*** Material supplied Section Begins ***

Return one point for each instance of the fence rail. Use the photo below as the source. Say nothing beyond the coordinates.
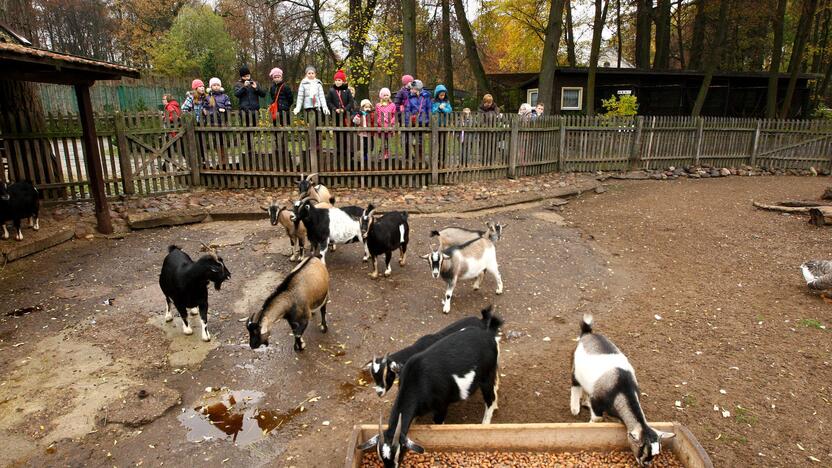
(144, 153)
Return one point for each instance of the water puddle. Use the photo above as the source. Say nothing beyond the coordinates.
(233, 416)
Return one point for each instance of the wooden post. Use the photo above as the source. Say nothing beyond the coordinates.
(434, 150)
(635, 145)
(191, 148)
(700, 130)
(514, 147)
(124, 157)
(562, 145)
(755, 145)
(93, 158)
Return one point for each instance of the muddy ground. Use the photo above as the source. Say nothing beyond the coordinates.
(91, 375)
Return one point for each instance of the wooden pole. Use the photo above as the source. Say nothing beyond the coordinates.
(93, 158)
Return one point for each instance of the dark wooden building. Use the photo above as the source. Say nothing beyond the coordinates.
(667, 92)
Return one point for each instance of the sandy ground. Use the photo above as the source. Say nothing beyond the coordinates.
(91, 375)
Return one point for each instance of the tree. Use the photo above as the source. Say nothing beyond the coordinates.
(197, 44)
(546, 87)
(713, 59)
(597, 28)
(777, 20)
(471, 47)
(409, 31)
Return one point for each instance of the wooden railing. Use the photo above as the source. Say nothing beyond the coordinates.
(145, 153)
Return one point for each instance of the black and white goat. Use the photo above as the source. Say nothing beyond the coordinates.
(464, 262)
(18, 201)
(304, 290)
(449, 371)
(604, 380)
(295, 231)
(451, 236)
(317, 192)
(385, 369)
(185, 284)
(384, 235)
(325, 225)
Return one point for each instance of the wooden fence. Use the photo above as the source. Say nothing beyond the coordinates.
(143, 153)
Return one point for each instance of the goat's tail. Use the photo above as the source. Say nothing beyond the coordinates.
(586, 324)
(492, 321)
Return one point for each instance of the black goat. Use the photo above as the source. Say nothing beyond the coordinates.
(449, 371)
(185, 284)
(384, 235)
(385, 369)
(18, 201)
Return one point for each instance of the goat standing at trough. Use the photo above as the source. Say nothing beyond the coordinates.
(449, 371)
(296, 231)
(185, 284)
(18, 201)
(325, 225)
(304, 290)
(385, 369)
(463, 262)
(451, 236)
(384, 235)
(317, 192)
(604, 380)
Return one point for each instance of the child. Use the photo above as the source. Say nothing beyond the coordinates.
(364, 119)
(385, 118)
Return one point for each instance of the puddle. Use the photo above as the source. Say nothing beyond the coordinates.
(234, 416)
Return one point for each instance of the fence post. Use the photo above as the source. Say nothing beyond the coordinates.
(635, 145)
(191, 149)
(562, 144)
(434, 150)
(700, 126)
(513, 148)
(755, 145)
(124, 158)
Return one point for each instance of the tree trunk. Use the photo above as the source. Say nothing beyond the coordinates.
(597, 28)
(447, 59)
(808, 13)
(698, 44)
(644, 31)
(409, 40)
(570, 35)
(777, 20)
(546, 86)
(713, 59)
(471, 48)
(662, 59)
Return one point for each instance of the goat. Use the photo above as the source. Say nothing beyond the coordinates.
(449, 371)
(18, 201)
(317, 192)
(463, 262)
(325, 225)
(604, 380)
(296, 232)
(304, 290)
(383, 235)
(451, 236)
(385, 369)
(185, 284)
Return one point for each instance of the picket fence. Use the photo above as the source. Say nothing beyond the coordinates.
(144, 153)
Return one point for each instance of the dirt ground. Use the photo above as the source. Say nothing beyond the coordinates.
(701, 291)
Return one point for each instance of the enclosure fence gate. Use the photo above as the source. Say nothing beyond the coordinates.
(145, 153)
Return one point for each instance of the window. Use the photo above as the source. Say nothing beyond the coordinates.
(571, 98)
(531, 97)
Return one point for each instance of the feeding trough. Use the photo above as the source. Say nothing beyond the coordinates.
(535, 438)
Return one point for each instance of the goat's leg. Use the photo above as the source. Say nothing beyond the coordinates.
(183, 314)
(203, 318)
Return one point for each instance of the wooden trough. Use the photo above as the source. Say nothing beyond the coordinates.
(549, 437)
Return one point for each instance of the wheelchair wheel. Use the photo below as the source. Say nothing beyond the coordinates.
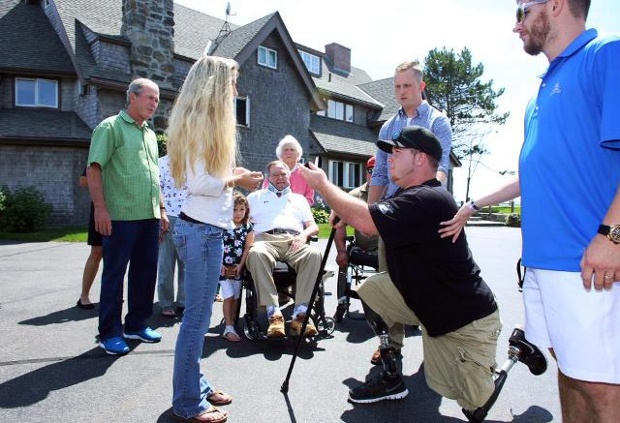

*** Material supplied Section Ends ***

Set down, in exact form, only the lines that start at the one containing "Return one point for each instance of the wooden trough." and finish at the last line of the material; pictures do not go in.

Return one point for each instance of the wooden trough. Use the photo above as the source. Say nothing beyond the coordinates.
(549, 437)
Return one point for each instance of the wheelchair wheel. Use the photo below as the source. Say nothing beyond the coordinates.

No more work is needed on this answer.